─── Information shown ───

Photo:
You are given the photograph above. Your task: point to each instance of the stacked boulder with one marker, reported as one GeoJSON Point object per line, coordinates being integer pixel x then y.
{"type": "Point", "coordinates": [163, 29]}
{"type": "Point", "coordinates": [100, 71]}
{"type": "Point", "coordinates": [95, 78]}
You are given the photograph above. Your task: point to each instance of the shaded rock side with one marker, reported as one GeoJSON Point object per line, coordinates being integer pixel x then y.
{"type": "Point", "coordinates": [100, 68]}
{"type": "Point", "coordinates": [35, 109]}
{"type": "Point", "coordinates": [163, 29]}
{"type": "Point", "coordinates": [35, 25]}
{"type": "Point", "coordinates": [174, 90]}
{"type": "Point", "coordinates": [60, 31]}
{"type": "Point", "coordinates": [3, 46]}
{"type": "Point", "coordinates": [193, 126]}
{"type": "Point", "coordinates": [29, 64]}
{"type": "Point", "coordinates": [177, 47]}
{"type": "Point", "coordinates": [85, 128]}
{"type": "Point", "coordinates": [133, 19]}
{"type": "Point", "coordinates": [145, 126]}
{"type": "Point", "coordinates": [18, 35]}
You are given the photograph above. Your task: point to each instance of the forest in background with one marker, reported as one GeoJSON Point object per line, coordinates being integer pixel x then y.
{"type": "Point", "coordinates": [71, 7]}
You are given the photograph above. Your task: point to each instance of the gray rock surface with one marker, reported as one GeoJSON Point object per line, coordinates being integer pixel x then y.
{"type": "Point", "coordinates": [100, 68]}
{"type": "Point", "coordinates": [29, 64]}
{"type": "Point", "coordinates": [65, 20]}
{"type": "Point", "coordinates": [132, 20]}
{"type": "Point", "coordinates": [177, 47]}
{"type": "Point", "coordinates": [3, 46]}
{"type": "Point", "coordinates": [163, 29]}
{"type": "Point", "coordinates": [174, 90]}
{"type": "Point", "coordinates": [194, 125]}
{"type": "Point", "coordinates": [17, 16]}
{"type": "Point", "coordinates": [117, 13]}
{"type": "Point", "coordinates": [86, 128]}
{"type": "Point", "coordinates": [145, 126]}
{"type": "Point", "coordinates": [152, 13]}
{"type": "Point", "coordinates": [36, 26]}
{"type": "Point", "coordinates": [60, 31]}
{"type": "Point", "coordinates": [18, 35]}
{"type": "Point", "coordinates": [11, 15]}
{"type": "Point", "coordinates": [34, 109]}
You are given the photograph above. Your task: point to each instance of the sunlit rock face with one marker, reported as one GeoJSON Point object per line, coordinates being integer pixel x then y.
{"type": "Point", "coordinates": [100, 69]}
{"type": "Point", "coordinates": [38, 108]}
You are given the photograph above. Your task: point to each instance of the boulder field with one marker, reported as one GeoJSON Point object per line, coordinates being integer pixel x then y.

───

→ Goal
Quote every entry exactly.

→ Output below
Photo:
You are given the photograph above. Your task: point to each instance of the stacked boulder with one marker, reported as one GeoJSON Point object per line, coordinates being integer pixel x then y.
{"type": "Point", "coordinates": [163, 29]}
{"type": "Point", "coordinates": [100, 71]}
{"type": "Point", "coordinates": [95, 78]}
You are given the photograph above. Your task: point to each instance of the shaded rock side with one marker, reported as one GeoJSON Point object per line, coordinates being integer pixel x then y.
{"type": "Point", "coordinates": [100, 68]}
{"type": "Point", "coordinates": [35, 109]}
{"type": "Point", "coordinates": [163, 29]}
{"type": "Point", "coordinates": [35, 25]}
{"type": "Point", "coordinates": [174, 90]}
{"type": "Point", "coordinates": [60, 31]}
{"type": "Point", "coordinates": [3, 46]}
{"type": "Point", "coordinates": [193, 126]}
{"type": "Point", "coordinates": [29, 64]}
{"type": "Point", "coordinates": [177, 47]}
{"type": "Point", "coordinates": [85, 128]}
{"type": "Point", "coordinates": [133, 19]}
{"type": "Point", "coordinates": [145, 126]}
{"type": "Point", "coordinates": [18, 35]}
You are given the photograph above. Your task: point to each instance of the forest in background with one marker, reported as one GeoJSON Point object per line, coordinates being integer pixel x then y.
{"type": "Point", "coordinates": [71, 7]}
You are given the photograph above. Your task: point to each instance of the gray rock surface with one marker, reported as one GeoJSON Point object per line, coordinates being integer pixel x then y.
{"type": "Point", "coordinates": [100, 68]}
{"type": "Point", "coordinates": [29, 64]}
{"type": "Point", "coordinates": [65, 20]}
{"type": "Point", "coordinates": [132, 20]}
{"type": "Point", "coordinates": [177, 47]}
{"type": "Point", "coordinates": [3, 46]}
{"type": "Point", "coordinates": [163, 29]}
{"type": "Point", "coordinates": [174, 90]}
{"type": "Point", "coordinates": [194, 125]}
{"type": "Point", "coordinates": [17, 16]}
{"type": "Point", "coordinates": [117, 13]}
{"type": "Point", "coordinates": [86, 128]}
{"type": "Point", "coordinates": [145, 126]}
{"type": "Point", "coordinates": [152, 13]}
{"type": "Point", "coordinates": [36, 26]}
{"type": "Point", "coordinates": [60, 31]}
{"type": "Point", "coordinates": [18, 35]}
{"type": "Point", "coordinates": [11, 15]}
{"type": "Point", "coordinates": [34, 109]}
You are given the photograph above. Your task: point to each instance of the sunlit rock face with one marker, reported as one GeoJSON Point object per line, coordinates being integer pixel x then y.
{"type": "Point", "coordinates": [100, 69]}
{"type": "Point", "coordinates": [38, 108]}
You are given the photograph above. Your task: point to each instance of the boulder field with one marker, reported as one GeoJSON Point object per line, coordinates being integer pixel x then y.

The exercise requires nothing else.